[Begin Dataset extract]

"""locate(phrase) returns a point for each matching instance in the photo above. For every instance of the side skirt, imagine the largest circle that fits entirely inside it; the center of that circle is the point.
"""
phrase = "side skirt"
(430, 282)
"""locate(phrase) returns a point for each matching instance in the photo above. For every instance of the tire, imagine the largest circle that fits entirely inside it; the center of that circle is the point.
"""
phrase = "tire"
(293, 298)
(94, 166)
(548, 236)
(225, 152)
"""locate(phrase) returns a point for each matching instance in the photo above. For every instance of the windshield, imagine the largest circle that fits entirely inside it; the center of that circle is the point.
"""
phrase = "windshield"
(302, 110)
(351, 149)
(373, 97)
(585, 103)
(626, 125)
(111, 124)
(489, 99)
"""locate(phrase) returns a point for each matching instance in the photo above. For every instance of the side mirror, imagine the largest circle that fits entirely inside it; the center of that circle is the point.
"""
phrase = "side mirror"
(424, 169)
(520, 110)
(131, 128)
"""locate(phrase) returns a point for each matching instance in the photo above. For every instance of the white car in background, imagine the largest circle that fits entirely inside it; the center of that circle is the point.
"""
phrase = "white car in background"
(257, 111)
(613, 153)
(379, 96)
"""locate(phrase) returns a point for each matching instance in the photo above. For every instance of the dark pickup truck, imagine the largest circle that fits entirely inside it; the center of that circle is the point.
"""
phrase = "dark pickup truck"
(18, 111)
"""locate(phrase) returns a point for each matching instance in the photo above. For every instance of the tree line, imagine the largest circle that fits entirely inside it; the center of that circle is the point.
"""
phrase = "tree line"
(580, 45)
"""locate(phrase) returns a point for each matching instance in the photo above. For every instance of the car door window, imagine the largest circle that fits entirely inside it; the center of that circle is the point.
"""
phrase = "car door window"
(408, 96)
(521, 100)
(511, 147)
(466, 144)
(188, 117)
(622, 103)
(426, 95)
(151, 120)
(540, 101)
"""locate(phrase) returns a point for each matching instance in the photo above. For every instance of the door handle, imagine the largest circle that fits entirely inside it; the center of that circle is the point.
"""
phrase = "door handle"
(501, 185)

[End Dataset extract]

→ **What needs to be done**
Return every line of the records above verbatim.

→ **Exercise output**
"""locate(phrase) returns a point for each matching instance in the photo above. For every instance of the side skirt, imagine the largest circle that fits entirely inside it; the center of that circle is the point.
"""
phrase = "side skirt"
(430, 282)
"""locate(phrase) returns a point for each matching instance in the photo above. For every instance of the tire, imagine the largest circle that fits entirely inside it; the center of that circle is the point.
"""
phrase = "tire"
(293, 298)
(94, 166)
(548, 236)
(225, 152)
"""locate(phrase) returns a point for each matching instance in the photo above. For every instance of the windshield, imagine the largest circle that fits entirely inside it; the center of that circle is the point.
"""
phrase = "windshield"
(302, 110)
(351, 149)
(373, 97)
(585, 103)
(626, 125)
(111, 124)
(489, 99)
"""locate(phrase) returns a point for each matching instance in the photo above. For every instance of the side mirror, imagine the largest circle that fits entirely inside it; the center of that circle is the point.
"""
phrase = "side mirror"
(424, 169)
(520, 110)
(131, 128)
"""locate(phrase) returns a point for each matching instance in the photo above. For every instance of the white car in background, imagine the largest circle that fits entirely inside it; the center of that circle is the point.
"""
phrase = "white car in background"
(257, 111)
(613, 153)
(379, 96)
"""locate(phrase) returns a point for each matching instance in the photo above. For every instance of the dark pickup truck, imagine the largest circle that fits entirely inside it; the center of that circle is the point.
"""
phrase = "dark pickup truck"
(18, 111)
"""locate(phrase) returns a point for each matching instance in the photo above. For every instance of the tree line, imagine the largest circle that fits entirely inside it; the center of that circle is the point.
"""
phrase = "tree line"
(580, 45)
"""locate(phrase) returns a point for each matching instance in the photo above. For every instance of the car door window, imagine the largest circle that fits entirely inside it; the center of that circle is the point.
"""
phrase = "car door window"
(408, 96)
(521, 100)
(511, 147)
(466, 144)
(188, 117)
(622, 103)
(426, 95)
(151, 120)
(540, 101)
"""locate(phrase) returns a point for each matching instance in the photo above. For every instance of the door handle, imagine the largest circle that fits entirely inside it; the center of that circle is the point.
"""
phrase = "door handle"
(501, 185)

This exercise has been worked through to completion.